Records from a data collection:
━━━━━━━━
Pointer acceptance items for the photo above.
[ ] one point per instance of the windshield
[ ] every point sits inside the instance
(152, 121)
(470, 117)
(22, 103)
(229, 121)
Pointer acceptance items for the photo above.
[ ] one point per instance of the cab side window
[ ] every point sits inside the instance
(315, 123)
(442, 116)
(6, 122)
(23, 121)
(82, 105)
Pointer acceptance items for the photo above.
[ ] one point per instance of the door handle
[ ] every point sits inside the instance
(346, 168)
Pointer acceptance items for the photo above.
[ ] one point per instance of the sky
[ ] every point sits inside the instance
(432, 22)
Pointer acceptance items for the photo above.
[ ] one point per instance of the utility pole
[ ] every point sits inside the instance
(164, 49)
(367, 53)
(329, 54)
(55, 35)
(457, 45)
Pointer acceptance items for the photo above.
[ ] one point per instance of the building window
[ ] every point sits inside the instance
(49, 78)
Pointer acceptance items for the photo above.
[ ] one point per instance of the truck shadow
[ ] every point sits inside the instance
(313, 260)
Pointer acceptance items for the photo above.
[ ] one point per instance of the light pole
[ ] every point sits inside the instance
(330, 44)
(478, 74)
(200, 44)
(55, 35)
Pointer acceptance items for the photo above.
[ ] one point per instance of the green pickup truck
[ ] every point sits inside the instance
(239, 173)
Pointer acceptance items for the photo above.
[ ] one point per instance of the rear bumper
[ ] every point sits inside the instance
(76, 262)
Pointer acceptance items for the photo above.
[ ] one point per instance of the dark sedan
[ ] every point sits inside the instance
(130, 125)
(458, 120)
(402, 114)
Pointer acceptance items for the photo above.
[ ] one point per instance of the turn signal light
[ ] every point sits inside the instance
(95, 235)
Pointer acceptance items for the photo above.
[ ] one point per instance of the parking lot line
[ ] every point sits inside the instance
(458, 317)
━━━━━━━━
• [What this task involves] Write out every entry again so that each line matches the original exactly.

• [Result of this exercise]
Pointer acceptance items for the photo above.
[ ] one point per instance of the windshield
[ ] every point sits inside the instance
(152, 121)
(470, 117)
(22, 103)
(229, 121)
Pointer acceptance items for the photo above.
[ ] one point per instance of the cab side window
[ ] every point sits inside the instance
(315, 123)
(442, 116)
(6, 122)
(23, 121)
(82, 105)
Pointer acceptance items for the photo above.
[ ] one point per instance of the door handle
[ ] every point sits inside the instance
(346, 168)
Pointer acceptance items for the photo above.
[ ] one point per instance of the sky
[ ] every point sits inside the instance
(432, 22)
Pointer acceptance items for the photo above.
[ ] one point per instance of the utility pole
[ ] every point sits inside the instance
(164, 49)
(367, 53)
(329, 54)
(55, 35)
(457, 45)
Pointer acceptance items for the photo above.
[ ] one point per instance of the building window
[ ] every point sits inside the instance
(49, 78)
Pointer acceptance items for the photo above.
[ ] one point per instance of the truck shadow
[ ] every point sits inside the instance
(313, 260)
Pointer acceptance items for the photo above.
[ ] one point per instance of the light pole
[ ] every point sits inside the instance
(330, 44)
(478, 74)
(200, 44)
(55, 35)
Pointer acceptance items for the photo above.
[ ] one point per instance of the green pickup truck
[ ] every point sits inside the instance
(239, 173)
Pointer acceptance items for the photo above.
[ ] one point per instance of the rear bumper
[ ] every point sits inside the instance
(76, 262)
Pointer acceptance items for the photo above.
[ ] one point per instance of the dark sedan
[ ] every point sits inside the instance
(130, 125)
(458, 120)
(402, 114)
Pointer acceptance items for the photo above.
[ ] one point per instance of the turn signal light
[ ] every point sits inside the instance
(95, 235)
Pointer acceptance items for the photo above.
[ ] one point per instance of the parking lot line
[ ] every point sits inside the instance
(458, 317)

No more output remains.